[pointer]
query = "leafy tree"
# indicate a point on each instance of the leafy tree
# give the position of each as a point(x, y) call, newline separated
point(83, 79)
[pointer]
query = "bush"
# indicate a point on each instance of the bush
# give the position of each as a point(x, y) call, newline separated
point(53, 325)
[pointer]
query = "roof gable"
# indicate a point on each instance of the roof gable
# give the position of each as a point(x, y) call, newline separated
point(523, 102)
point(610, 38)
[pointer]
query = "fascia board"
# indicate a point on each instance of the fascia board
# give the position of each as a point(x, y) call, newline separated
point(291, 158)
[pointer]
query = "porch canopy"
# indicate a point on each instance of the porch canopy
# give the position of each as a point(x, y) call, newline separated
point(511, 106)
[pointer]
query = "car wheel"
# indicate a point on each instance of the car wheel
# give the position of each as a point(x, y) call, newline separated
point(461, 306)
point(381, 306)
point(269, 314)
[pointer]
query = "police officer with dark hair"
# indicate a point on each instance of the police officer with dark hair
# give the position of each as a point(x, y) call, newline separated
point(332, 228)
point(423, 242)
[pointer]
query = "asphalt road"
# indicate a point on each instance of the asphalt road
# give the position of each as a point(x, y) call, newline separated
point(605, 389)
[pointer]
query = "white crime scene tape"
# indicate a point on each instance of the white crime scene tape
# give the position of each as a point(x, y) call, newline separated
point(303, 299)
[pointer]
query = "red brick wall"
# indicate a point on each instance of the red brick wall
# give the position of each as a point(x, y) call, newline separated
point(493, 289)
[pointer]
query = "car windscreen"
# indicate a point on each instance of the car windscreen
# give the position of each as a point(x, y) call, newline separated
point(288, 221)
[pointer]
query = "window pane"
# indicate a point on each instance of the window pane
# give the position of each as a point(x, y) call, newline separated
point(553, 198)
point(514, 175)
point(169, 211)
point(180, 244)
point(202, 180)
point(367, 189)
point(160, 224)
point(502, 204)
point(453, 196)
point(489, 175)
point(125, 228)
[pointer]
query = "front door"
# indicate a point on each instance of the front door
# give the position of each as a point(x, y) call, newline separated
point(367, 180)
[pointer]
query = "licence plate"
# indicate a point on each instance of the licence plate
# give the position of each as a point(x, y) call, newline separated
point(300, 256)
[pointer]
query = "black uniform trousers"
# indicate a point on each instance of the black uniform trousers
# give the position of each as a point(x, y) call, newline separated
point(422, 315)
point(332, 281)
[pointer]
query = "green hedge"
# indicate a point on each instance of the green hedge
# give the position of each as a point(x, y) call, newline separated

• • • • •

### Work request
Only the count is wanted. Find the lines of the records that include the word "black" and state how many.

### Exercise answer
2